Task prompt — Render the part of the listing that opens with the line containing "the blue shorts" and closes with the final line of the listing as a numbered list. Leave out any blank lines.

Data entries —
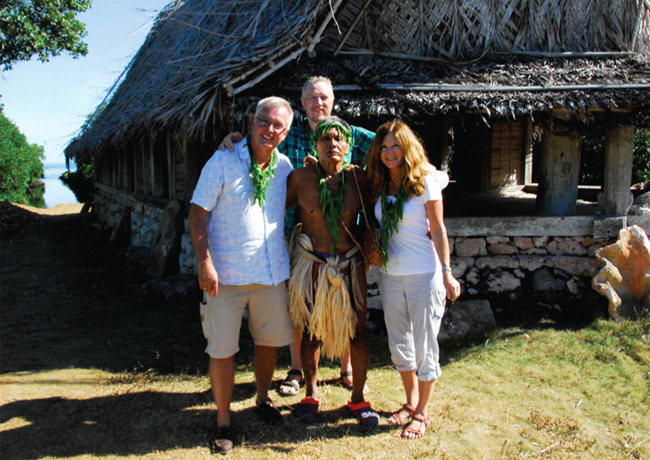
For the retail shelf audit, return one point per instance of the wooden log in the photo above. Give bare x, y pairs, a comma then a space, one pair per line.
616, 197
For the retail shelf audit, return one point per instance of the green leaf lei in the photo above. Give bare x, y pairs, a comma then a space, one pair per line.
391, 216
332, 206
261, 177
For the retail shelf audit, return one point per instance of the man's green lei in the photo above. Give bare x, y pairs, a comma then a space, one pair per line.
332, 206
261, 177
391, 215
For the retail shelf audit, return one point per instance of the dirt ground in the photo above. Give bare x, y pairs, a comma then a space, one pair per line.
70, 321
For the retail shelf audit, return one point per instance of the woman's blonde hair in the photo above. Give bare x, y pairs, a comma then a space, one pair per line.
414, 167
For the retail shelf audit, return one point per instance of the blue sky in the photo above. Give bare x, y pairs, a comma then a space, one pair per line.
50, 101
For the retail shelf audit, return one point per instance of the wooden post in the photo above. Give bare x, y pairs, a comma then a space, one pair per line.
616, 197
528, 153
557, 194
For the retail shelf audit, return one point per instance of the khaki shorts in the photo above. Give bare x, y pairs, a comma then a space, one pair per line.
268, 317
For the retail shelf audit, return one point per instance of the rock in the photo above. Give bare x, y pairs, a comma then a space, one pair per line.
495, 262
459, 265
641, 206
177, 287
502, 282
121, 235
574, 265
501, 248
466, 317
164, 254
470, 247
547, 286
523, 242
571, 247
531, 263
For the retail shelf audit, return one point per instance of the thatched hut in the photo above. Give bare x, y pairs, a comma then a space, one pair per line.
480, 80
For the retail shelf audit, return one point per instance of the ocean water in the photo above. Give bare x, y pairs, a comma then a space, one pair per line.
55, 191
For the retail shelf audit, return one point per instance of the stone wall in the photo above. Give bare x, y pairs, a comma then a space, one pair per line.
504, 260
108, 205
531, 260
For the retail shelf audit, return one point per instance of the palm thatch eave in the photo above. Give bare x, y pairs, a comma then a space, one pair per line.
203, 59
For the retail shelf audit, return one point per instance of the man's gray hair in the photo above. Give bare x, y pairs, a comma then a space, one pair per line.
274, 101
311, 81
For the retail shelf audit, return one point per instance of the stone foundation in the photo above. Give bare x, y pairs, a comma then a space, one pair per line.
504, 260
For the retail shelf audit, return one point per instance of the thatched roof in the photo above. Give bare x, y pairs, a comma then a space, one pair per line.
208, 59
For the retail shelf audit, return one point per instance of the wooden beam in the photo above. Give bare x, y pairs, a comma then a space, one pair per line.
559, 172
616, 197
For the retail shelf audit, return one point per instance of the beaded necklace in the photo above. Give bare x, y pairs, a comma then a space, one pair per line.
261, 177
392, 212
332, 206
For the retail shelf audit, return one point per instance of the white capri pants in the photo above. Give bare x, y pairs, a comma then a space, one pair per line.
413, 310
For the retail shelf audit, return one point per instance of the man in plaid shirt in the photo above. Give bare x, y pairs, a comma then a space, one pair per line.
318, 101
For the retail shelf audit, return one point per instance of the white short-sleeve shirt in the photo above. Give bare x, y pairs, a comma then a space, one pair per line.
246, 241
410, 250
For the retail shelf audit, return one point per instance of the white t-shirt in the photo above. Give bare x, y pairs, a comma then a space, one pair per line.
246, 240
410, 250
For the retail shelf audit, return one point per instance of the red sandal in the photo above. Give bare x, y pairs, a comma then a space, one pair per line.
396, 417
417, 427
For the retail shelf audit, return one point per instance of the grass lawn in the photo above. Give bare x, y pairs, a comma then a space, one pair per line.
88, 372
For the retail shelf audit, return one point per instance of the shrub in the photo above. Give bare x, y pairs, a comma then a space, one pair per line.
20, 163
81, 181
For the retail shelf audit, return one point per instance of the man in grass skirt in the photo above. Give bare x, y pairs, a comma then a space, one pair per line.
327, 289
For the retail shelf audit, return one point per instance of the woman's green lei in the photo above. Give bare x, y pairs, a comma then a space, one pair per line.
261, 177
332, 206
391, 215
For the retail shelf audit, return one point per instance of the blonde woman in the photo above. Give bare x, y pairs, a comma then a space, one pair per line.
416, 276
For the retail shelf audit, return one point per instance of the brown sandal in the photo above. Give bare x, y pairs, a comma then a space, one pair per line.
417, 427
396, 417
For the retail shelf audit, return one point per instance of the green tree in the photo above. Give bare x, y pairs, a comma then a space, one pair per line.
40, 27
20, 162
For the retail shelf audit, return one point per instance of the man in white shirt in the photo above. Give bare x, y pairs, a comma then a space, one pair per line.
236, 222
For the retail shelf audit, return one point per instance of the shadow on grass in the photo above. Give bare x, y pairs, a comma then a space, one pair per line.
139, 423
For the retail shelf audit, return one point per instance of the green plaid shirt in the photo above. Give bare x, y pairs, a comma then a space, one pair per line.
297, 145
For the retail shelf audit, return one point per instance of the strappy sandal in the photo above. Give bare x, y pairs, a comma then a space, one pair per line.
417, 427
396, 418
364, 413
288, 386
223, 440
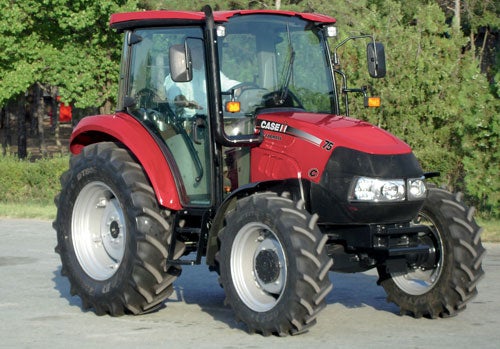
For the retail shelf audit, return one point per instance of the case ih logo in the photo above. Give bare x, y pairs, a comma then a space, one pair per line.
282, 128
273, 126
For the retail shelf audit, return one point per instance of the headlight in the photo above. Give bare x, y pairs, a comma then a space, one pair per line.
416, 189
387, 190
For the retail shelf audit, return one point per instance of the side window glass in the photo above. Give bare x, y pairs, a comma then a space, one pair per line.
175, 111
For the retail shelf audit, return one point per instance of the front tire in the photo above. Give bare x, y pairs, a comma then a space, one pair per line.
444, 289
112, 237
273, 265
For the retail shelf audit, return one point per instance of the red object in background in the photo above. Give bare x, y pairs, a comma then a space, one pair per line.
65, 111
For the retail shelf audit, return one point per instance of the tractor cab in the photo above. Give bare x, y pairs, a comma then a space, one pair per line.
198, 81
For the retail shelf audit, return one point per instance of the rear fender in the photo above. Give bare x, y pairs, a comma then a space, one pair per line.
124, 129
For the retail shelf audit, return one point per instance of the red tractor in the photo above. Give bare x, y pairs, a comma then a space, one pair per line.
228, 146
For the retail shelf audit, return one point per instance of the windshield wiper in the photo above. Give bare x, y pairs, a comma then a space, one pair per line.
287, 76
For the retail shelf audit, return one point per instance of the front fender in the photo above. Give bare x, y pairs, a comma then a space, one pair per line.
125, 129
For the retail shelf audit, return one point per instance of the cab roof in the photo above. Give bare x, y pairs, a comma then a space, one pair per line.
131, 20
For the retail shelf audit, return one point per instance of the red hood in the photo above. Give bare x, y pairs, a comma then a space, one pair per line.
341, 131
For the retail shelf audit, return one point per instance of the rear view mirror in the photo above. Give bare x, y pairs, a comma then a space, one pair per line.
180, 63
376, 59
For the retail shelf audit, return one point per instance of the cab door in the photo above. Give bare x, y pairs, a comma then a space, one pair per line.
174, 108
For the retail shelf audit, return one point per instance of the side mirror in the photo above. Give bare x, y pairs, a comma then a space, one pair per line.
376, 59
180, 63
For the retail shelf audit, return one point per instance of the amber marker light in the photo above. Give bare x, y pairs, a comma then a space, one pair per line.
233, 107
373, 102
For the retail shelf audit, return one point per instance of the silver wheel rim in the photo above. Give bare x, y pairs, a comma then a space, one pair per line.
420, 281
258, 267
98, 231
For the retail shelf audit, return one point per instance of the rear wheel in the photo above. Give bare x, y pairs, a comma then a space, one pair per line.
273, 265
112, 237
444, 286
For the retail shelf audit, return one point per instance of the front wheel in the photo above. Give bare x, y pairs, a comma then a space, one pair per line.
273, 264
448, 282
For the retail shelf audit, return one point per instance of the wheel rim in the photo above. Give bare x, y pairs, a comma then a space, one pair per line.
422, 280
98, 231
258, 267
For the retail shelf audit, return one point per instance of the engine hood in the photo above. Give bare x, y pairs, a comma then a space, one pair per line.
331, 131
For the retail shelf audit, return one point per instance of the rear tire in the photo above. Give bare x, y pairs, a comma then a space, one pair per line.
273, 265
444, 290
113, 239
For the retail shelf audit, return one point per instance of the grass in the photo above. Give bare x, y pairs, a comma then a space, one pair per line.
491, 232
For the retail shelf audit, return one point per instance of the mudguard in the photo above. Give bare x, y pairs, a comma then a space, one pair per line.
123, 128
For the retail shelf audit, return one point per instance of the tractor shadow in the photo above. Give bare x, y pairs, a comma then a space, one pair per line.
197, 285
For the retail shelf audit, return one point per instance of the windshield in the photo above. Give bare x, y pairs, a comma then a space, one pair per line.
279, 61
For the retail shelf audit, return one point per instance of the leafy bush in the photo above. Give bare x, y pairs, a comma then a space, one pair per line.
23, 181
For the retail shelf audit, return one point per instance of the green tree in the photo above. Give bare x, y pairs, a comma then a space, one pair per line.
61, 43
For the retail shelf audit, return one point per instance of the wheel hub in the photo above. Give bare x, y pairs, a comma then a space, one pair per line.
98, 231
114, 229
267, 266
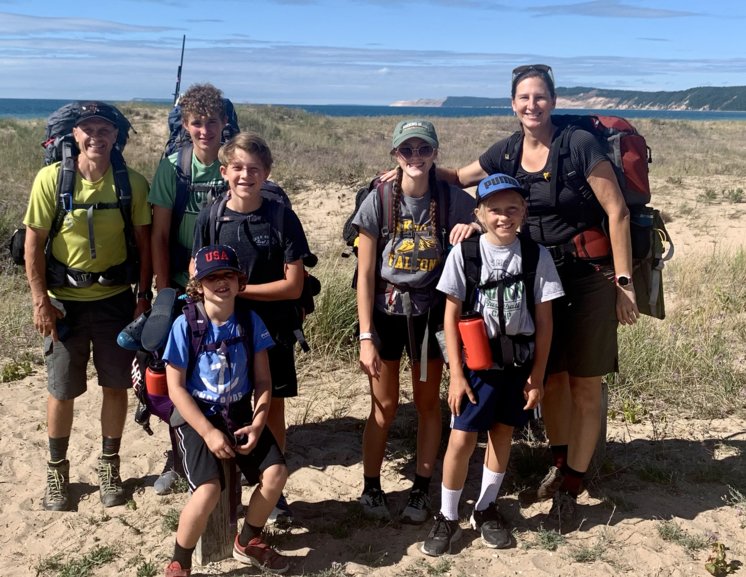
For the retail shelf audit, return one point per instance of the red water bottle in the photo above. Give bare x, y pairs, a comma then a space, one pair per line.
477, 352
155, 379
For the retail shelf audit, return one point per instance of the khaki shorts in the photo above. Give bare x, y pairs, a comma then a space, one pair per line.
90, 325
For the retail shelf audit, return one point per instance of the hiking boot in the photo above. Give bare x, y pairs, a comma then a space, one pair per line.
259, 554
546, 489
563, 511
375, 505
110, 483
174, 570
493, 527
418, 508
56, 497
281, 515
443, 534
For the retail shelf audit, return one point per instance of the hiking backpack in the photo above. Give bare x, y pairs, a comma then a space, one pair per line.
278, 203
59, 146
384, 190
630, 156
503, 347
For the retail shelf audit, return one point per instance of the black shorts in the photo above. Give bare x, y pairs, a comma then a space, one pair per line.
499, 400
393, 334
584, 341
201, 465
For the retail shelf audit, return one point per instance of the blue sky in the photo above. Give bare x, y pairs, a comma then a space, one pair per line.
362, 51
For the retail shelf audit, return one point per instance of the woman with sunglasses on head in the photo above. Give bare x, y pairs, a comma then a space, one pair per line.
405, 229
599, 293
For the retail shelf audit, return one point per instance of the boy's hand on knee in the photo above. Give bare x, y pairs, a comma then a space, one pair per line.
459, 387
218, 444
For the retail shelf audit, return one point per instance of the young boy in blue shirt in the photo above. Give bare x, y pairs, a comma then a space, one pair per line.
213, 417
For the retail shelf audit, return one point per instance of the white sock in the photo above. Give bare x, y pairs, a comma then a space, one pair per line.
491, 482
449, 502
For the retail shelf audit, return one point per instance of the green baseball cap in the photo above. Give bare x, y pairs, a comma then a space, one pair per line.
407, 129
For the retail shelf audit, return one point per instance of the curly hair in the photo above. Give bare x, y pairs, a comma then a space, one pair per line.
194, 287
202, 100
251, 143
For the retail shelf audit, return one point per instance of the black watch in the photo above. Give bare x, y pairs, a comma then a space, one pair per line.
623, 280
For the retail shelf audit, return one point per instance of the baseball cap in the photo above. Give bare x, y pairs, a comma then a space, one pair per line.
97, 109
495, 183
407, 129
214, 258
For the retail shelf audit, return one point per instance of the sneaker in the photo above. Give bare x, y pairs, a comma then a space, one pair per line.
418, 508
546, 489
174, 570
259, 554
281, 515
56, 497
563, 511
375, 505
493, 527
443, 534
110, 483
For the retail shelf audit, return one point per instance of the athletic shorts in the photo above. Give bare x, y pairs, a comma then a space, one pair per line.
90, 324
393, 335
584, 341
499, 400
201, 465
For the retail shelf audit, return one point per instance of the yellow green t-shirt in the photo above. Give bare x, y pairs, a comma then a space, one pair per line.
70, 245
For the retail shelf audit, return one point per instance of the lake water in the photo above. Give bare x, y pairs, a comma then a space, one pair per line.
41, 108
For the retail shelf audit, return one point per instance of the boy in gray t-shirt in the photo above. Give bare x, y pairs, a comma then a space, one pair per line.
497, 398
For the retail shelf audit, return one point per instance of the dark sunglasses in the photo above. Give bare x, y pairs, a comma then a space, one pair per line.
525, 69
407, 152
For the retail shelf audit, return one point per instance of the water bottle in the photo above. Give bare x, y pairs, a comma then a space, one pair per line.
477, 352
155, 379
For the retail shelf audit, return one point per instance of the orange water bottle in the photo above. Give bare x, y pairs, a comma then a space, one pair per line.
477, 352
155, 379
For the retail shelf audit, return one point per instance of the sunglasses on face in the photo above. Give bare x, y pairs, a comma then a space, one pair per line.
525, 69
407, 152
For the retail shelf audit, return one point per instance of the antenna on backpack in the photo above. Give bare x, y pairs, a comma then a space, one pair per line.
178, 71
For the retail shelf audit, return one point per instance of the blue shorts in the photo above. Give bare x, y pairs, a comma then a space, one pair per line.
499, 400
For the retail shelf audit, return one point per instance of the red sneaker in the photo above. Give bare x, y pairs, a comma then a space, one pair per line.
261, 555
174, 570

Finished answer —
1. For the retail shelf audit, return one point per instance of the blue shorts in the photo above. Give bare x, y pairs, a comma then a space, one pair per line.
2. 499, 400
3. For the retail shelf audit, return one point per instance of the red sneaker in the photo above. Give bare x, y pairs, a comma then a space, one pair per line.
4. 261, 555
5. 174, 570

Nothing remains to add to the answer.